>> start RAW RECORDS

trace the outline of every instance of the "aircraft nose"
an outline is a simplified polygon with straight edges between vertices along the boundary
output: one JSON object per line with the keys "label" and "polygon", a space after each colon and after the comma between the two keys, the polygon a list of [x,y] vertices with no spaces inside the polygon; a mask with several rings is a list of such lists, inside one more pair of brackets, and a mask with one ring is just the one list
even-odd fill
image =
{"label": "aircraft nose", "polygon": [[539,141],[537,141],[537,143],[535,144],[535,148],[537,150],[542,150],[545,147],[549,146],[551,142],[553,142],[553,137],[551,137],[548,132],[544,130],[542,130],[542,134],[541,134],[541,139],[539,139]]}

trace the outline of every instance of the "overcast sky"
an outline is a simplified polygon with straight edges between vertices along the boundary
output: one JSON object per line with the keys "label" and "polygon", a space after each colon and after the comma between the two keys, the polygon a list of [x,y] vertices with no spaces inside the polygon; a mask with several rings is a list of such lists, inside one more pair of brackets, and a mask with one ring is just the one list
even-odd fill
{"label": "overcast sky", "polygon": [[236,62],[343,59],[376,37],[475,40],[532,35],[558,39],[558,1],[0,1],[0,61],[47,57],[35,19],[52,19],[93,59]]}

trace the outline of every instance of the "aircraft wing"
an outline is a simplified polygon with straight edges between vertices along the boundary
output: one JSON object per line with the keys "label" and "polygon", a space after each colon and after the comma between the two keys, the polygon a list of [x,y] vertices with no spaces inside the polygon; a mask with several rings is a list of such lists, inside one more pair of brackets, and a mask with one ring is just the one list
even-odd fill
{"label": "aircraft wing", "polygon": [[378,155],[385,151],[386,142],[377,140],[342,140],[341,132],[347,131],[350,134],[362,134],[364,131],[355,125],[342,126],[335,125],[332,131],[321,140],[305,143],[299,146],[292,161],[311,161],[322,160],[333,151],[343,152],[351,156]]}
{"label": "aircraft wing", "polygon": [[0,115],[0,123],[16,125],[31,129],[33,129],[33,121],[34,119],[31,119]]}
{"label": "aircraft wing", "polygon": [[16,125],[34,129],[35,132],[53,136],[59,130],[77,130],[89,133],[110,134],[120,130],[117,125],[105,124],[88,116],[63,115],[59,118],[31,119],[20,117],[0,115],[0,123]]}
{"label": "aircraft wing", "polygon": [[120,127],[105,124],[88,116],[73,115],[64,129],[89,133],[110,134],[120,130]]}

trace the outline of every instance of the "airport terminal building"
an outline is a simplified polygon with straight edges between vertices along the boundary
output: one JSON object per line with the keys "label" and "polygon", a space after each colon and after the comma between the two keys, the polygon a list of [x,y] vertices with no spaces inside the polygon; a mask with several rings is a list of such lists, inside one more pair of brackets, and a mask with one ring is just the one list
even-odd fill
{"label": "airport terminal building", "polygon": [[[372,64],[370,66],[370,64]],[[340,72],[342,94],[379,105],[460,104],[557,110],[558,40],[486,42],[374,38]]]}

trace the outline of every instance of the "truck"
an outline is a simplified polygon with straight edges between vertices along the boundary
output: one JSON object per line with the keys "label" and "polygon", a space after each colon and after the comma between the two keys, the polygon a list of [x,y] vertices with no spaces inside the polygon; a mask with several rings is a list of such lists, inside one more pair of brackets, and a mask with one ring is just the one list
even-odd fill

>> end RAW RECORDS

__THE REQUEST__:
Can you show every line of the entries above that contains the word "overcast"? Matching is case-sensitive.

__WRITTEN ANSWER__:
trace the outline of every instance of the "overcast sky"
{"label": "overcast sky", "polygon": [[236,62],[343,59],[376,37],[475,40],[532,35],[558,39],[558,1],[0,1],[0,61],[47,57],[35,19],[52,19],[93,59]]}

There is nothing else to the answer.